* [Information]
++++++++

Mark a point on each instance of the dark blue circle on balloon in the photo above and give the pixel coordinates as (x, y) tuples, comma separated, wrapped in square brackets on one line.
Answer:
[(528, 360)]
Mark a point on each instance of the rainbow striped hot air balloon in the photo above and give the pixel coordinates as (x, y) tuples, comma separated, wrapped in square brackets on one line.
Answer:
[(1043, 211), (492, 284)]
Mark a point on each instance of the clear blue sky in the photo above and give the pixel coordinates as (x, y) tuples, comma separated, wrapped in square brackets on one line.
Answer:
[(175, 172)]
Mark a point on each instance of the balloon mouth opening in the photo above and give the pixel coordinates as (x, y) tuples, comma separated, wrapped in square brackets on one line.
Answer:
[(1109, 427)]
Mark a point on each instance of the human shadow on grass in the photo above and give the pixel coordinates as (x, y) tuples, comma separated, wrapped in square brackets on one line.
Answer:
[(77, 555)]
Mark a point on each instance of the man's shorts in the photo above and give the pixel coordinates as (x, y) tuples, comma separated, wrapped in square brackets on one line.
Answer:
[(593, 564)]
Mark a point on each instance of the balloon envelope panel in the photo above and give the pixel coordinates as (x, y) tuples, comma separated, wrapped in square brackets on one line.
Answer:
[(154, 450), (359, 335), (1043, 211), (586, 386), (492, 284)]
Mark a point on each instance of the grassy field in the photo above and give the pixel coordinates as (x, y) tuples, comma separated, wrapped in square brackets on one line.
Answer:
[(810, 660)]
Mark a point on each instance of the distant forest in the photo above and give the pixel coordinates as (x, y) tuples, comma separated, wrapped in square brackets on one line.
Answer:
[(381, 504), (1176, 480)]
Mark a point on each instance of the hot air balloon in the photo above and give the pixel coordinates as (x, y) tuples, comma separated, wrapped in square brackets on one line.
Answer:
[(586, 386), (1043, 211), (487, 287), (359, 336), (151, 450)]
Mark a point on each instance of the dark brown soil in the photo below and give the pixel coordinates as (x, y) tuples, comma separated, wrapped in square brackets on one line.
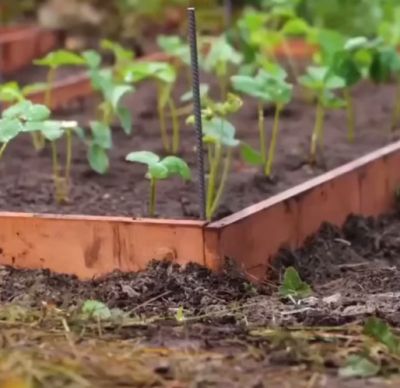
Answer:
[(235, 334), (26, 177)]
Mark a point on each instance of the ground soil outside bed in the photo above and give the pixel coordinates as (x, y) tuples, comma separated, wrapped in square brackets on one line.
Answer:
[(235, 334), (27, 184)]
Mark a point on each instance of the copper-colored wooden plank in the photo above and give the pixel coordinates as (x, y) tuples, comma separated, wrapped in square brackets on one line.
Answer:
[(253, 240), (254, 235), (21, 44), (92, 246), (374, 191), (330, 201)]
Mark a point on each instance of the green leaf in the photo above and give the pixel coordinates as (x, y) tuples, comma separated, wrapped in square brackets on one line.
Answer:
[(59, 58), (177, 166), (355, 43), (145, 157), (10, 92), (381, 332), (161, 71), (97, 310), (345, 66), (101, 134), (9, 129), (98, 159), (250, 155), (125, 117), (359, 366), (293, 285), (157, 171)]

++++++++

* [Your goal]
The expected output is every entry, retyped exactly, with all pictures removed.

* [Solution for this problem]
Mark a point on each instance of the dark blue circle on balloon in the photo above and give the pixel coordinates as (x, y) tuples, comma separated, wrapped in square brackets on one line.
Answer:
[(528, 360)]
Mark a point on each instance of the rainbow striped hot air balloon in the photo above and give the pixel coordinates as (x, y) tuples, comma separated, wrapped in square brackets on one line.
Answer:
[(1043, 211), (492, 284)]
Mark a point on each instance of the clear blue sky in the photo above and give the pixel coordinates as (x, y) tuples, comma separated, wrapped in square brackets on one line.
Answer:
[(175, 172)]
Mark a point on each instance of the balloon mouth opening in the photo above and give the pixel coordinates as (x, y) tuples, comma separated, wrapped in square brackets on one line.
Answer:
[(1109, 427)]
Mark a point on each instance of the human shadow on grass in the photo above and give the pixel coordinates as (x, y) tuples, comma separated, wrapped in square brackets on one line.
Answer:
[(77, 555)]
Mark a point on each instance of the man's shorts in the photo above and give the pixel coordinates as (x, y) tuples, comma separated, wrapped in square brackets on one line.
Answer:
[(593, 564)]
Mark a point on each instance of the balloon envelope panel in the photo above and give the pixel coordinates as (x, y) tuples, comma separated, wrapped in square brackets on one line.
Answer:
[(154, 450), (359, 335), (1043, 211), (586, 386), (492, 284)]
Mark a point on each instance of the grassy field in the photo above and give the pixel coordinates as (x, y) tuples, comma separated, wrapped in square brackets on one line.
Answer:
[(810, 660)]
Mark a point on each instance of the distant forest in the photo above and give the pixel coordinates as (x, y) tuples, comma separated, wrapped in square brackets on one line.
Answer:
[(381, 504), (1176, 480)]
Mark a point on each instance of the hot air balloon in the photo above and give the pixel coordinates as (x, y) tuples, comma separated, wrapped in square brackets on one line.
Answer:
[(586, 386), (1043, 211), (487, 287), (359, 336), (151, 450)]
Mark a point on each instance of the dark brown soil in the photo below and give the pixel coordinates as (x, y) tuples, comma separated, wrapped in square brackets on one line.
Answer:
[(235, 334), (26, 177)]
Mark a point on each instance of the ground soil outside bed in the photo above and give the pixel coordinates as (x, y) tuples, comma separated, wrapped in square brackets on one line.
Answer:
[(235, 334), (27, 184)]
Mark a point on each instance of the copper-colored wooden plank in the photo above and give the pixel coordinates as (x, y) tuples, comma separated, wrapped in square brackets on one line.
Answer:
[(253, 240), (254, 235), (21, 44), (92, 246), (374, 191), (330, 201)]
Mark a point on each instance of the green leaf in the photo above and give the pixel coordinates as (x, y) tuples, comma separated, wrapped in square brackets on one line.
Answer:
[(59, 58), (177, 166), (355, 43), (145, 157), (10, 92), (381, 332), (161, 71), (97, 310), (345, 66), (101, 134), (9, 129), (98, 159), (250, 155), (125, 117), (359, 366), (293, 285), (157, 171)]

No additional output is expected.